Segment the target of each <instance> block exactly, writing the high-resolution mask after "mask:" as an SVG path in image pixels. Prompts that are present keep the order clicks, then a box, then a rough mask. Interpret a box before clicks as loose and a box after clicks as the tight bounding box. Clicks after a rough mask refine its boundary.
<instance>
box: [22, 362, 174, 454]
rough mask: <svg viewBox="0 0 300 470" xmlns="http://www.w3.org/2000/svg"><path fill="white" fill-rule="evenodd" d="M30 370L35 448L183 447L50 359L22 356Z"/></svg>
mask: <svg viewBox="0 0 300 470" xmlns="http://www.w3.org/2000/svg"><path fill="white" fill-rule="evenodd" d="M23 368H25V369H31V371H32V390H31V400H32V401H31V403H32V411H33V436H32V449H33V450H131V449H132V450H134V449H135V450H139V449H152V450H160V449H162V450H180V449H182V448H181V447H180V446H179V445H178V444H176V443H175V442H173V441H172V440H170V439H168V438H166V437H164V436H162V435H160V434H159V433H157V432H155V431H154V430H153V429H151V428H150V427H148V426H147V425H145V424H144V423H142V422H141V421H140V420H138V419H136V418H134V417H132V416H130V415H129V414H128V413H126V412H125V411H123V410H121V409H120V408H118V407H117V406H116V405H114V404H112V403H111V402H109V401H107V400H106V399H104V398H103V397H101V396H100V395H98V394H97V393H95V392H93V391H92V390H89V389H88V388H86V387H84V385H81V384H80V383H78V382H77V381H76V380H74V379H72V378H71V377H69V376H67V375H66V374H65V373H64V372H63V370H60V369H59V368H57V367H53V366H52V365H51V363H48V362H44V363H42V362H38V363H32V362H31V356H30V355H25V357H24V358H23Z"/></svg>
*-*-*
=== Try it ===
Pick each line holding the word "instance" out of the listing.

=== Worked solution ===
Segment the target of each <instance> block exactly, writing the high-resolution mask after "mask:" as an SVG path in image pixels. Prompts that are present keep the order clicks, then a box, then a rough mask. Interpret a box before clicks as loose and a box after clicks as the tight bounding box. Clicks after a rough mask refine its boundary.
<instance>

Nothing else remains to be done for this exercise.